* [WHAT IS BEING ASKED]
List every line in the rows below that contains the string "region", copying each one in full. The match is case-sensitive.

* [ENTRIES SUPPLIED]
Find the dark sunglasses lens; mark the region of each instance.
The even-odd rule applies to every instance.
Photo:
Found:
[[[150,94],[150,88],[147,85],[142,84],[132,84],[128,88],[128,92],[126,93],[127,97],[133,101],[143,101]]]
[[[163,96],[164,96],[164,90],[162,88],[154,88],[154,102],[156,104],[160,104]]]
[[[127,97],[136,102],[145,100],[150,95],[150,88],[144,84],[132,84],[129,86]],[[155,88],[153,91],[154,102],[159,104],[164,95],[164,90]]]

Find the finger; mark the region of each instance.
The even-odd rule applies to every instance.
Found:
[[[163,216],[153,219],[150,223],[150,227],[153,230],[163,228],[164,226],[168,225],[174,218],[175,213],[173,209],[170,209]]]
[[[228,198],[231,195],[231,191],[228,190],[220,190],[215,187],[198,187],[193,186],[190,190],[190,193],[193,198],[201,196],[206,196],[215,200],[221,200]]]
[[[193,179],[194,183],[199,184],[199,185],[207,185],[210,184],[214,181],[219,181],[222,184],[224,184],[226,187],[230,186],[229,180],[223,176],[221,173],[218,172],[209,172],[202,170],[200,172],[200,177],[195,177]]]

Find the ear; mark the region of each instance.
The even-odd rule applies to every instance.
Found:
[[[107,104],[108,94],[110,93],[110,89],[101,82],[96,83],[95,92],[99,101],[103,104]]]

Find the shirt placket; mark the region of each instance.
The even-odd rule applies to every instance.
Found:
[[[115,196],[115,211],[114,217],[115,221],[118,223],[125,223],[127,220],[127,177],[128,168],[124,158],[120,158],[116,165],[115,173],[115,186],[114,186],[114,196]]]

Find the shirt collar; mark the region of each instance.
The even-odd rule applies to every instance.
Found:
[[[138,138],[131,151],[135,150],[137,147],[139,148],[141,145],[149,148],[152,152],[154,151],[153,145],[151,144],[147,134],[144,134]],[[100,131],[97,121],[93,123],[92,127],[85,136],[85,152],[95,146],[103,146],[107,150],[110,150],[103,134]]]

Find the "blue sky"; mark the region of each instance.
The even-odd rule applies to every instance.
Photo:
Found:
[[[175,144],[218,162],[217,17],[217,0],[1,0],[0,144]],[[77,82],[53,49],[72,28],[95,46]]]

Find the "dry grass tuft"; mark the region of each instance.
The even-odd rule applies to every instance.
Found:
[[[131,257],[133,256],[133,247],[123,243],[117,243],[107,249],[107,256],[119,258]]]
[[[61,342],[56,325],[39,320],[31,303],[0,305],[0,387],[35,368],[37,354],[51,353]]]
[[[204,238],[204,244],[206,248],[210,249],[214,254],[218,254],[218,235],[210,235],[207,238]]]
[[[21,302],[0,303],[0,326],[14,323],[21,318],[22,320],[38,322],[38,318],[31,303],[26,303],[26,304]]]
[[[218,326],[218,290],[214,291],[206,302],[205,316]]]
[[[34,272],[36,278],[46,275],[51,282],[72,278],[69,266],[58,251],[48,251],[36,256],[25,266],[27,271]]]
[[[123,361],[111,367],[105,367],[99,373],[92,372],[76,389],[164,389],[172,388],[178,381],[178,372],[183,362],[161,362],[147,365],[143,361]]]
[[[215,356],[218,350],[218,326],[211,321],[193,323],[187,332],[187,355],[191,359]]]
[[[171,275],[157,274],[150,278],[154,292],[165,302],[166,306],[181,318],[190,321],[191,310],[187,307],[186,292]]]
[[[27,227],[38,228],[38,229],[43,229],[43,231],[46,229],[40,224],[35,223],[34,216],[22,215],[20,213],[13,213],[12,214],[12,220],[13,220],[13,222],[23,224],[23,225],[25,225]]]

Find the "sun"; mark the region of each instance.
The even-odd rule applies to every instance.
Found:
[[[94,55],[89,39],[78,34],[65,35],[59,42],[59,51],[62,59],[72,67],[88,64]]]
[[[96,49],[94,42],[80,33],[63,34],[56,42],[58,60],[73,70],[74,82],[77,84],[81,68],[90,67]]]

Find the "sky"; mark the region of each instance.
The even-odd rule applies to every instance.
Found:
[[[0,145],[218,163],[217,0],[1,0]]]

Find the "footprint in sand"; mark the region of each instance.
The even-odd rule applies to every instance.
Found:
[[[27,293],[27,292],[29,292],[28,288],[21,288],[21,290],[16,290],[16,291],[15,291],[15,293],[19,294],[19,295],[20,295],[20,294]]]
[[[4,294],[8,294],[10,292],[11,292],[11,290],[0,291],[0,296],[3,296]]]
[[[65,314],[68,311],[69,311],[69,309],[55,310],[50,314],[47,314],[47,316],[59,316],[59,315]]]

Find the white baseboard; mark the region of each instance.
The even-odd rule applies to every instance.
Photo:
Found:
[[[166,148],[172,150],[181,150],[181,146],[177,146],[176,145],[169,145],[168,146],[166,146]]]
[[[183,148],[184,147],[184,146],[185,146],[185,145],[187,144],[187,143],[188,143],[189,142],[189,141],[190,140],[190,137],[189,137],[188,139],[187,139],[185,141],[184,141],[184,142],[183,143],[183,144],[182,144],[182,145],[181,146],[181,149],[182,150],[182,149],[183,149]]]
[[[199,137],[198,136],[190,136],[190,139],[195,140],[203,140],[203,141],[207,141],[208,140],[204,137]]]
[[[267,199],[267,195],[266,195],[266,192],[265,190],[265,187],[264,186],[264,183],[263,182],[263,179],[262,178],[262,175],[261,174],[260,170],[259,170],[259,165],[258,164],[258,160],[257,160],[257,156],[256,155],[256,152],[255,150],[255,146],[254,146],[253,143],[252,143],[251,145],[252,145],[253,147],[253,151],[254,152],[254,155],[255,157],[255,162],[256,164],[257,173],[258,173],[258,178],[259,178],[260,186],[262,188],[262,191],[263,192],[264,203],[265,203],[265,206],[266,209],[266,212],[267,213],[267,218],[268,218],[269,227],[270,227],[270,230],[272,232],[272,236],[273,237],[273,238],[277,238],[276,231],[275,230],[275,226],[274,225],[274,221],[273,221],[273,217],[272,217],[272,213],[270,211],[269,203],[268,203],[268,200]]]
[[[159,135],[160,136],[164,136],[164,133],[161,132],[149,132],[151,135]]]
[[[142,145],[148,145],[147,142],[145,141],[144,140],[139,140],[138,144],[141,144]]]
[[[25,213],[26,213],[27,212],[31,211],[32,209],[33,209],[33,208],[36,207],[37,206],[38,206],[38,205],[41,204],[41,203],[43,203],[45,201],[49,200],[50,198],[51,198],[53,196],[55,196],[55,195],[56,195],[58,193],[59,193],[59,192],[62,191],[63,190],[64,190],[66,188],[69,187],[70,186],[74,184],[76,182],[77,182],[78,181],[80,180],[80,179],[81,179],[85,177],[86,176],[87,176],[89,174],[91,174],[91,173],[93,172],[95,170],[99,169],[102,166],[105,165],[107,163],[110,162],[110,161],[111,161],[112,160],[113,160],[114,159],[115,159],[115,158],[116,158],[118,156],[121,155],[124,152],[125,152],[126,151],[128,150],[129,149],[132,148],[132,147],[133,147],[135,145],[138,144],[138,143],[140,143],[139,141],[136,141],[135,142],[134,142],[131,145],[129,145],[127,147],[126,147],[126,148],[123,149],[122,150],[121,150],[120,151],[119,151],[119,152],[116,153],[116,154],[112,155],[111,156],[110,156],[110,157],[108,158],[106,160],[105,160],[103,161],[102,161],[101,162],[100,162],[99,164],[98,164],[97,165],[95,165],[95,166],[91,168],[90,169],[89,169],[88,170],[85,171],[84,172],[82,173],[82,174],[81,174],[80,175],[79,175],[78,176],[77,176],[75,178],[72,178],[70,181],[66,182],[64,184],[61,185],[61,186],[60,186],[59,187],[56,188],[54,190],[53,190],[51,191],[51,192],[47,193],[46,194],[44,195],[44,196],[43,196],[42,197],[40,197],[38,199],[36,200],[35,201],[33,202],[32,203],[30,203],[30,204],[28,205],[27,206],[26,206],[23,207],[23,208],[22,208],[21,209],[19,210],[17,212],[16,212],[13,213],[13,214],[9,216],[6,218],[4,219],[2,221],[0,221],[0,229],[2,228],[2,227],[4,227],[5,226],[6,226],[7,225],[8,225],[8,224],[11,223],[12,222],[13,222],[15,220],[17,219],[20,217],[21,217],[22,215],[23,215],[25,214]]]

* [ANSWER TO THE EXERCISE]
Find the dark sunglasses lens; mark the region of each instance.
Find the finger; mark the region of each instance.
Find the ear; mark the region of each instance.
Find the shirt placket; mark the region of each instance.
Find the shirt collar; mark the region of each instance.
Find the "blue sky"; mark the region of each instance.
Find the "dry grass tuft"; mark the region of each instance.
Find the "sun"; mark the region of each instance.
Find the "sky"; mark the region of each instance.
Find the "footprint in sand"; mark the region of each instance.
Find the white baseboard; mark the region of each instance.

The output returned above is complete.